**Ausgewählter Textauszug:**
Der PDS-Politiker, der früher ein Grüner war, fährt in Berlin einen pragmatischen Kurs, den er mit den Worten "ich bin nicht in die Regierung gewählt worden, um etwas für die Partei, sondern die Menschen der Stadt zu tun" rechtfertigt. Für ideologisches Geplänkel bleibt keine Zeit. Deshalb muss sich die Stadt, auch wenn es dem linken Regierungsbündnis aus SPD und PDS schwer fällt, von einigen ihrer Betriebe trennen, schon in den vergangenen Jahren wurde heftig privatisiert.
Im kommenden Jahr steht die Berliner Bank auf der Privatisierungsliste, verrät Wolf. Sie soll aus der Bankgesellschaft Berlin herausgelöst werden. Notwendig ist der Verkauf, weil die Bank, die zu 100% dem Land gehört, wegen fauler Kredite und unrentabler Immobilienfonds zur Belastung fürs Budget wurde. Zuletzt musste Rettungsbeihilfe geleistet werden.

**Bereitgestelltes Material:**

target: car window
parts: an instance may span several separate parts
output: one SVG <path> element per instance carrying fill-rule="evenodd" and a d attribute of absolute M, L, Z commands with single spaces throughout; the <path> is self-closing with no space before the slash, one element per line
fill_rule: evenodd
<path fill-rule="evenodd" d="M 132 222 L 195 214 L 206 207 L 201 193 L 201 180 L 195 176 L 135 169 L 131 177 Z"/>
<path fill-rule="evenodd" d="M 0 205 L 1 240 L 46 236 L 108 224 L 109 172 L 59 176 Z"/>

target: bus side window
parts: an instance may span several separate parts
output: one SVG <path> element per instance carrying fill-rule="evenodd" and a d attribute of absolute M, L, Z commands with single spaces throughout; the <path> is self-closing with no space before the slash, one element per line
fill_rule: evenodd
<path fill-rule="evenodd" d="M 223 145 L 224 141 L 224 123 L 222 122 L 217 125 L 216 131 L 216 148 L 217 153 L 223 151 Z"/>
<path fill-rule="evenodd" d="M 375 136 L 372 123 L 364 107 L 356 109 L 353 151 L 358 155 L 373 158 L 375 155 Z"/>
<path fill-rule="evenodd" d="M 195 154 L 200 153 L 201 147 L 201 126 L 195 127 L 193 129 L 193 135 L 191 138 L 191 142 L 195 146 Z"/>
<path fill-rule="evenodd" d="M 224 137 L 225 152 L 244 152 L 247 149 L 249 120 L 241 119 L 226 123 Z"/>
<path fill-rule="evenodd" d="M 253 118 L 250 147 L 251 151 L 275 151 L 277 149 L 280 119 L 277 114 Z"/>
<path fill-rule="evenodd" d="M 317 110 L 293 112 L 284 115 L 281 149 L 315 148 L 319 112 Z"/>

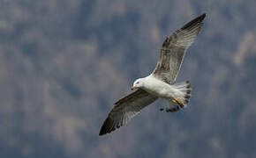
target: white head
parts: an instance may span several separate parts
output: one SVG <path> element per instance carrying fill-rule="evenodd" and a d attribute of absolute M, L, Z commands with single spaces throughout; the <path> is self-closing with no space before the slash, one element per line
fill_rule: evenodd
<path fill-rule="evenodd" d="M 144 86 L 144 78 L 139 78 L 137 80 L 135 80 L 135 82 L 133 83 L 133 86 L 132 87 L 132 90 L 135 90 L 138 88 L 142 88 Z"/>

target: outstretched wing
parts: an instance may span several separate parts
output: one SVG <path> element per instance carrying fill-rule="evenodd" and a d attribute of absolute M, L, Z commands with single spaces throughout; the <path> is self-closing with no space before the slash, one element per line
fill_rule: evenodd
<path fill-rule="evenodd" d="M 153 75 L 168 83 L 175 81 L 186 49 L 195 40 L 206 14 L 194 18 L 176 31 L 162 44 Z"/>
<path fill-rule="evenodd" d="M 107 118 L 105 119 L 99 135 L 103 135 L 115 131 L 117 128 L 127 124 L 140 110 L 152 104 L 157 97 L 152 96 L 143 90 L 138 90 L 133 93 L 117 101 Z"/>

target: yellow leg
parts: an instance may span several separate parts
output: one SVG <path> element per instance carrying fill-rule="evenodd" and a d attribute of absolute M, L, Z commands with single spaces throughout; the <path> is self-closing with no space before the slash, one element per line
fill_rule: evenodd
<path fill-rule="evenodd" d="M 173 98 L 171 101 L 172 101 L 174 104 L 179 104 L 180 107 L 184 107 L 183 103 L 182 103 L 181 101 L 179 101 L 178 99 L 177 99 L 177 98 Z"/>

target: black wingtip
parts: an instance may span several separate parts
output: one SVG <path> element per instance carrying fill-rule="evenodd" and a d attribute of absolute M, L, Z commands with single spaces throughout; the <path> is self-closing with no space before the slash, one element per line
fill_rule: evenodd
<path fill-rule="evenodd" d="M 196 24 L 201 23 L 204 20 L 204 18 L 206 18 L 206 16 L 207 16 L 207 14 L 203 13 L 202 15 L 195 18 L 194 19 L 192 19 L 192 21 L 190 21 L 189 23 L 184 25 L 181 29 L 183 29 L 183 30 L 188 29 Z"/>

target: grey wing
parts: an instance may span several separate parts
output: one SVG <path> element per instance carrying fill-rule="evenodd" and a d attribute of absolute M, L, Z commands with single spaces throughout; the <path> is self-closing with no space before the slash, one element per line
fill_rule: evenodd
<path fill-rule="evenodd" d="M 199 34 L 205 17 L 194 18 L 165 40 L 153 72 L 156 78 L 168 83 L 176 80 L 184 53 Z"/>
<path fill-rule="evenodd" d="M 117 128 L 127 124 L 140 110 L 152 104 L 157 97 L 152 96 L 143 90 L 138 90 L 133 93 L 117 101 L 107 118 L 105 119 L 99 135 L 103 135 L 115 131 Z"/>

**Aufgabenstellung:**
[A] Gib die Einträge ab der Zeile mit „target: grey wing“ bis einschließlich zum Ende der Einträge als CSV mit den Spalten „text“ und „antwort“ aus. Jeder Eintrag wird dabei zu einer Zeile, jedes Feld steht in Anführungszeichen, und Zeilenumbrüche werden durch Leerzeichen ersetzt.
[B] Schreibe den Textauszug über die Berliner Privatisierungen im Anschluss an seinen letzten Satz weiter.

**Lösungen:**
[A]
text,antwort
"target: grey wing parts: an instance may span several separate parts output: one SVG <path> element per instance carrying fill-rule=""evenodd"" and a d attribute of absolute M, L, Z commands with single spaces throughout; the <path> is self-closing with no space before the slash, one element per line fill_rule: evenodd","<path fill-rule=""evenodd"" d=""M 199 34 L 205 17 L 194 18 L 165 40 L 153 72 L 156 78 L 168 83 L 176 80 L 184 53 Z""/> <path fill-rule=""evenodd"" d=""M 117 128 L 127 124 L 140 110 L 152 104 L 157 97 L 152 96 L 143 90 L 138 90 L 133 93 L 117 101 L 107 118 L 105 119 L 99 135 L 103 135 L 115 131 Z""/>"

[B]
Ebenfalls sollen die Königliche Porzellan-Manufaktur (KPM) und die Berliner Stadtgüter, ein landwirtschaftlicher Betrieb mit rund 6.000 Rindern, verkauft werden. Es gebe keine Notwendigkeit, so Wolf, dass die Stadt diese Betriebe weiterführt: "Das sind keine öffentlichen Aufgaben." Neben dem Ausverkauf suchen die Berliner Politiker nach jeder Geldquelle. "Berlin ist überschuldet und kann aus eigener Kraft nicht herauskommen", ist Wolf überzeugt. Deshalb wird jetzt auch das Bundesverfassungsgericht bemüht. Es geht um 30 Mrd. Euro Schulden, die sich nach der Wende aufgehäuft haben. Für diese möchte Berlin Entschuldungshilfe vom Bund. Denn allein die Zinstilgung frisst jährlich 3 Mrd. Euro auf.
Die Ausgaben der deutschen Hauptstadt machen in diesem Jahr 17,5 Mrd. Euro aus. Das sind um 2,5 Mrd. Euro weniger als noch vor drei Jahren. Doch seit Beginn der rot-roten Koalition "wird ein harter Sanierungskurs gefahren", erklärt Wolf. So wurde den Beschäftigten des öffentlichen Dienstes die Einkommen um 8 bis 12% gekürzt. "Es war das erste Mal, dass es eine Kommune schaffte, in einem Tarifvertrag eine Einkommensreduktion festzuschreiben." Im Gegenzug darf es bis 2009 keine betriebsbedingten Kündigungen geben. Wolf freut sich, dass die "extrem hohen Personalkosten von 7 Mrd. Euro damit auf 6,5 Mrd. Euro gesenkt werden konnten". Noch immer gebe es historisch bedingt zwei Verwaltungseinheiten. Wolf sprich vom "aufgeblähten Apparat".
Gestrichen wurden die Subventionen für Wohnungsbau, weil diesevor allem die Immobilienwirtschaft förderte, so der Senator. Einen Anstieg der Mieten hätte es deshalb nicht gegeben. Berlin Wohnungen seien immer noch günstig.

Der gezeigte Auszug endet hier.